--- start ---

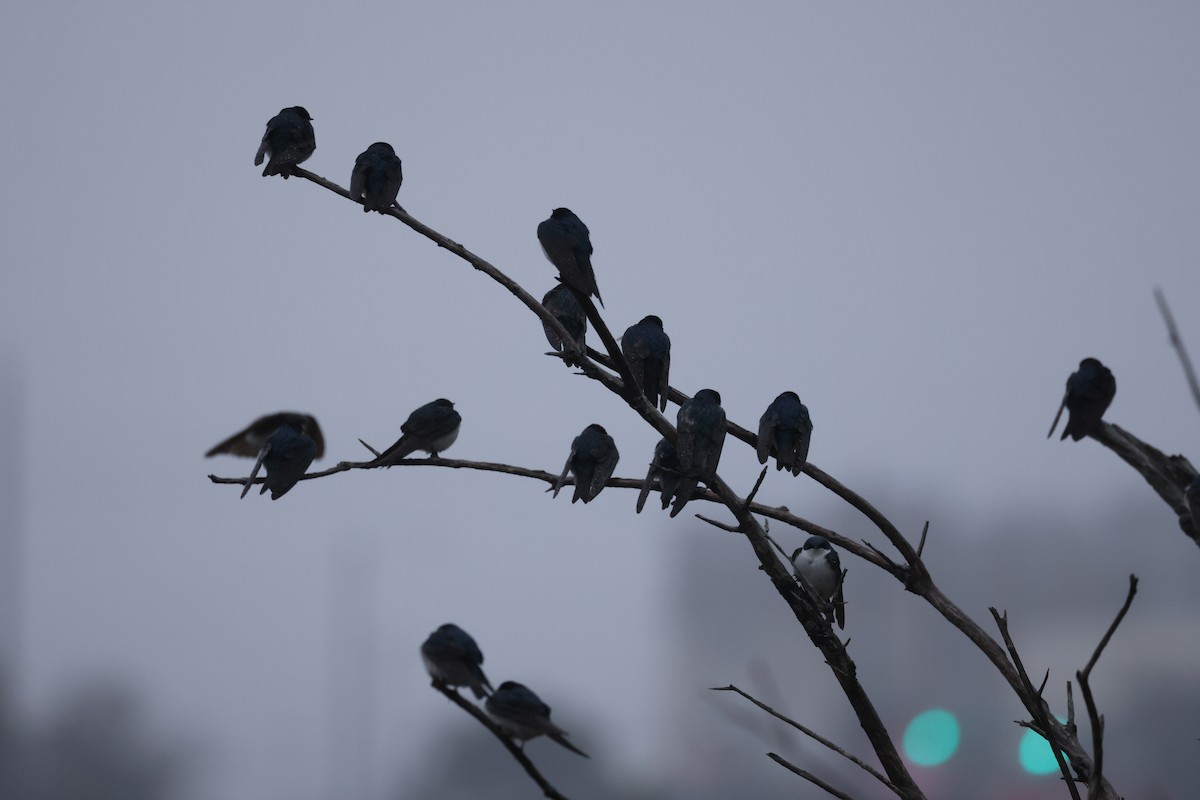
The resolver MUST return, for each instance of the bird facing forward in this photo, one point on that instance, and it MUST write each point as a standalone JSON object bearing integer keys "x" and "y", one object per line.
{"x": 568, "y": 245}
{"x": 522, "y": 715}
{"x": 647, "y": 350}
{"x": 376, "y": 178}
{"x": 1089, "y": 392}
{"x": 453, "y": 659}
{"x": 289, "y": 139}
{"x": 432, "y": 427}
{"x": 821, "y": 567}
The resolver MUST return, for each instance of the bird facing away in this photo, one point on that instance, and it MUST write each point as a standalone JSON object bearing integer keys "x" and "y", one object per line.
{"x": 664, "y": 473}
{"x": 453, "y": 659}
{"x": 568, "y": 245}
{"x": 593, "y": 458}
{"x": 786, "y": 427}
{"x": 250, "y": 440}
{"x": 376, "y": 178}
{"x": 647, "y": 349}
{"x": 820, "y": 565}
{"x": 433, "y": 427}
{"x": 567, "y": 310}
{"x": 701, "y": 425}
{"x": 1089, "y": 392}
{"x": 522, "y": 715}
{"x": 286, "y": 456}
{"x": 289, "y": 139}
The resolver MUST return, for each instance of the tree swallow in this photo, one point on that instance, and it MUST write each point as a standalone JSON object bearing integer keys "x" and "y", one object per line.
{"x": 289, "y": 139}
{"x": 561, "y": 302}
{"x": 286, "y": 456}
{"x": 522, "y": 715}
{"x": 820, "y": 565}
{"x": 647, "y": 349}
{"x": 568, "y": 245}
{"x": 251, "y": 439}
{"x": 1089, "y": 392}
{"x": 376, "y": 178}
{"x": 453, "y": 659}
{"x": 433, "y": 427}
{"x": 701, "y": 425}
{"x": 786, "y": 426}
{"x": 593, "y": 458}
{"x": 665, "y": 473}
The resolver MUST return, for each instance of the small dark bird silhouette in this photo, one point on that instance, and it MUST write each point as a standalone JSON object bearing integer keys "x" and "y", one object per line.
{"x": 568, "y": 245}
{"x": 286, "y": 456}
{"x": 433, "y": 427}
{"x": 453, "y": 659}
{"x": 250, "y": 440}
{"x": 1089, "y": 392}
{"x": 664, "y": 473}
{"x": 376, "y": 178}
{"x": 1193, "y": 497}
{"x": 593, "y": 458}
{"x": 289, "y": 139}
{"x": 786, "y": 427}
{"x": 647, "y": 349}
{"x": 522, "y": 715}
{"x": 561, "y": 302}
{"x": 701, "y": 425}
{"x": 820, "y": 565}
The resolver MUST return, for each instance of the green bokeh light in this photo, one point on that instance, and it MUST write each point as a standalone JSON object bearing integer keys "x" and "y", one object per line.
{"x": 1037, "y": 757}
{"x": 931, "y": 738}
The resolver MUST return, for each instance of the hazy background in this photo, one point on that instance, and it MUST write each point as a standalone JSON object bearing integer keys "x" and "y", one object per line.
{"x": 917, "y": 216}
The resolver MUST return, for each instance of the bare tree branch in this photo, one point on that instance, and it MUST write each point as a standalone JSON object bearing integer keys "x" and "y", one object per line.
{"x": 809, "y": 776}
{"x": 913, "y": 573}
{"x": 516, "y": 751}
{"x": 1039, "y": 711}
{"x": 1177, "y": 343}
{"x": 809, "y": 733}
{"x": 1168, "y": 475}
{"x": 1095, "y": 785}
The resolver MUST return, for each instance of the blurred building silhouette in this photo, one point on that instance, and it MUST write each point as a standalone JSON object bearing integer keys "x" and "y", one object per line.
{"x": 12, "y": 432}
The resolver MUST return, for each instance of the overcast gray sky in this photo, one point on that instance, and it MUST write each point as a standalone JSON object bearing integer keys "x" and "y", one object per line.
{"x": 917, "y": 216}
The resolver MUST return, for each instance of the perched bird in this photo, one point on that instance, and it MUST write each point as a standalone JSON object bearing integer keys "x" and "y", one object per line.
{"x": 251, "y": 439}
{"x": 522, "y": 715}
{"x": 701, "y": 423}
{"x": 289, "y": 139}
{"x": 820, "y": 565}
{"x": 664, "y": 473}
{"x": 567, "y": 310}
{"x": 453, "y": 659}
{"x": 568, "y": 245}
{"x": 376, "y": 178}
{"x": 286, "y": 456}
{"x": 433, "y": 427}
{"x": 786, "y": 426}
{"x": 1193, "y": 497}
{"x": 647, "y": 349}
{"x": 1089, "y": 392}
{"x": 593, "y": 458}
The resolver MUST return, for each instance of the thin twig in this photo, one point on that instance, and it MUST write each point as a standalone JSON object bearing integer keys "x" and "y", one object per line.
{"x": 1095, "y": 785}
{"x": 1035, "y": 704}
{"x": 1177, "y": 343}
{"x": 809, "y": 776}
{"x": 511, "y": 746}
{"x": 808, "y": 732}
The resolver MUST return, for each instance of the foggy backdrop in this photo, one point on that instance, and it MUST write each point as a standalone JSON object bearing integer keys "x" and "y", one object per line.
{"x": 918, "y": 217}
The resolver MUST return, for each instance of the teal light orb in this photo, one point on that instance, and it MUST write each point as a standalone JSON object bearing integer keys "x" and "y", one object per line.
{"x": 1036, "y": 756}
{"x": 931, "y": 738}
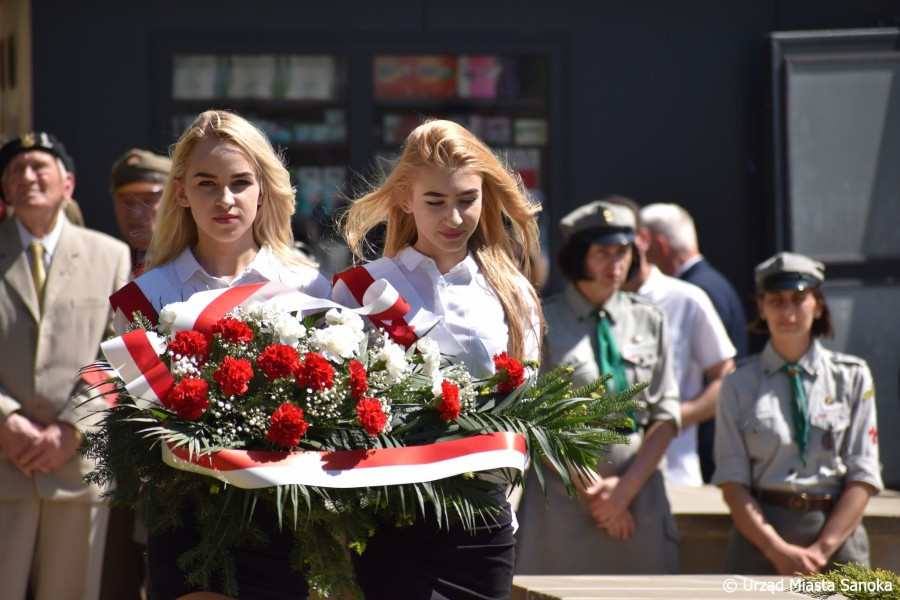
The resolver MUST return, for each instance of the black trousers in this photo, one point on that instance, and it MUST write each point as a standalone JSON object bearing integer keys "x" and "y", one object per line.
{"x": 424, "y": 561}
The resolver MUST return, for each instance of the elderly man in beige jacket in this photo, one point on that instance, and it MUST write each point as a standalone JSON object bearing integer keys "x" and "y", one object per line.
{"x": 55, "y": 279}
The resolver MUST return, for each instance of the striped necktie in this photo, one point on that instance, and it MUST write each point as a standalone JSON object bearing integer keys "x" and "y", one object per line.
{"x": 38, "y": 271}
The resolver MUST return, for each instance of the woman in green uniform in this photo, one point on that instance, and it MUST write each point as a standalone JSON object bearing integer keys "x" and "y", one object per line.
{"x": 796, "y": 436}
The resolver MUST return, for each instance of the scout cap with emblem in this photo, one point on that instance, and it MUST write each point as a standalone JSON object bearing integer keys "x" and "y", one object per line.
{"x": 35, "y": 140}
{"x": 139, "y": 165}
{"x": 600, "y": 222}
{"x": 788, "y": 271}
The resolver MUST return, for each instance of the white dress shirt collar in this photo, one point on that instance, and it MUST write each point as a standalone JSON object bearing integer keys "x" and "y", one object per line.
{"x": 186, "y": 266}
{"x": 411, "y": 259}
{"x": 49, "y": 241}
{"x": 687, "y": 265}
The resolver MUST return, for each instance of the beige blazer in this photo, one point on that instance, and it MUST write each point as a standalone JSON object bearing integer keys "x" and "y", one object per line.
{"x": 40, "y": 357}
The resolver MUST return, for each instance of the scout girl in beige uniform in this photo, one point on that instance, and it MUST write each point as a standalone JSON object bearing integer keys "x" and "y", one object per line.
{"x": 796, "y": 437}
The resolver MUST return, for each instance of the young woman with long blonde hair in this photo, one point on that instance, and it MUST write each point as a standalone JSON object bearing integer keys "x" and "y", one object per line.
{"x": 452, "y": 210}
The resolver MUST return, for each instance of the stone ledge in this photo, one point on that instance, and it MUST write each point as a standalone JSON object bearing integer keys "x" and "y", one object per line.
{"x": 637, "y": 587}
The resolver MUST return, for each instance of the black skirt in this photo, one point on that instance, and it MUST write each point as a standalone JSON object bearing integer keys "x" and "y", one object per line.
{"x": 425, "y": 561}
{"x": 263, "y": 571}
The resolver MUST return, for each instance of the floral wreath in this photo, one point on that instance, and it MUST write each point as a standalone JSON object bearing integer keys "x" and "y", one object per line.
{"x": 332, "y": 428}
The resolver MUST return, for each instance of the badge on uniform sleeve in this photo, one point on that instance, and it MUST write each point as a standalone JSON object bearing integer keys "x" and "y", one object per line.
{"x": 873, "y": 433}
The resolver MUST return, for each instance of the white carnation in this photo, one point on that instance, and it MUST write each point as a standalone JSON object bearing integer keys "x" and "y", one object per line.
{"x": 288, "y": 329}
{"x": 339, "y": 316}
{"x": 265, "y": 311}
{"x": 431, "y": 353}
{"x": 158, "y": 342}
{"x": 168, "y": 314}
{"x": 337, "y": 342}
{"x": 394, "y": 357}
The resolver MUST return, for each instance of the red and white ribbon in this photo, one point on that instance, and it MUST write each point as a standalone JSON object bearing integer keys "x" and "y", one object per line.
{"x": 145, "y": 375}
{"x": 135, "y": 361}
{"x": 355, "y": 468}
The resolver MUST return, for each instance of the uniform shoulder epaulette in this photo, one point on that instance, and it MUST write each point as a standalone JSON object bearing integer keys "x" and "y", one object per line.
{"x": 640, "y": 300}
{"x": 846, "y": 359}
{"x": 746, "y": 360}
{"x": 554, "y": 299}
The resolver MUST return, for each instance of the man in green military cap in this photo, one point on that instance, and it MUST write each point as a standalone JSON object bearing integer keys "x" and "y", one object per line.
{"x": 622, "y": 522}
{"x": 137, "y": 181}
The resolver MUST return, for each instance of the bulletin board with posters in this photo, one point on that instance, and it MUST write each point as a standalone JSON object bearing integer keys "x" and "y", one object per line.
{"x": 336, "y": 105}
{"x": 503, "y": 98}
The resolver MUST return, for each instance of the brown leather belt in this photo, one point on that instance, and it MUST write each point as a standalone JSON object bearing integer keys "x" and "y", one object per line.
{"x": 797, "y": 502}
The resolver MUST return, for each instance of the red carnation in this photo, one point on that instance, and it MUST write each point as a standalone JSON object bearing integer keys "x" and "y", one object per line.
{"x": 358, "y": 382}
{"x": 371, "y": 415}
{"x": 511, "y": 372}
{"x": 315, "y": 372}
{"x": 190, "y": 343}
{"x": 233, "y": 375}
{"x": 449, "y": 406}
{"x": 189, "y": 398}
{"x": 278, "y": 361}
{"x": 287, "y": 426}
{"x": 233, "y": 331}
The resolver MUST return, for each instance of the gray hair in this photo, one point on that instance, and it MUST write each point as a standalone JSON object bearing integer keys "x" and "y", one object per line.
{"x": 672, "y": 221}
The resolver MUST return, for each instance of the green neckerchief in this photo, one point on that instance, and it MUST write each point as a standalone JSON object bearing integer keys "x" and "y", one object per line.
{"x": 610, "y": 360}
{"x": 800, "y": 407}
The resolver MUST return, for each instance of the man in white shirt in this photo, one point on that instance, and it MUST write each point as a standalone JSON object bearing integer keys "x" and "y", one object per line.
{"x": 702, "y": 353}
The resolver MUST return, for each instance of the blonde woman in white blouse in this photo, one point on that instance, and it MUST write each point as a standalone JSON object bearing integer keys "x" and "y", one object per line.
{"x": 451, "y": 210}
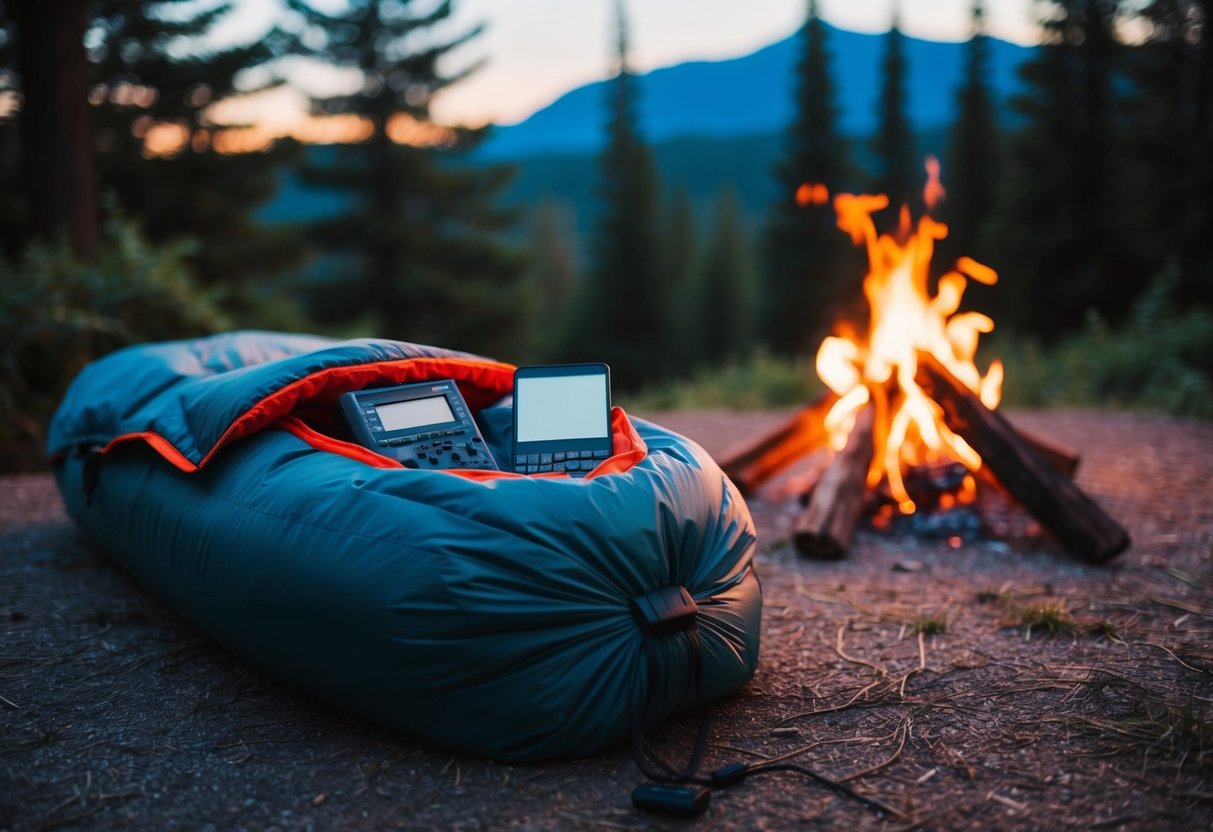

--- end ---

* **EXERCISE**: Find every line in the items above that contains the word "woman", and copy each of those lines in full.

* **TASK SOLUTION**:
The resolver MUST return, for each instance of the woman in green uniform in this photo, one point on that instance, and it MUST write each point as a standalone JSON object bearing integer keys "x" and "y", one object per line.
The resolver MUST return, for each instance of the young woman with long blonde hair in this photo, one point on that instance, and it MUST write each point as a standalone JSON object bearing integer keys "x" and "y", one object per line.
The resolver MUST return, for each instance of the blonde woman in white blouse in this photo, one point on that instance, and it MUST write each point as a standalone JSON object bearing integer keys "x" and "y", one object per line.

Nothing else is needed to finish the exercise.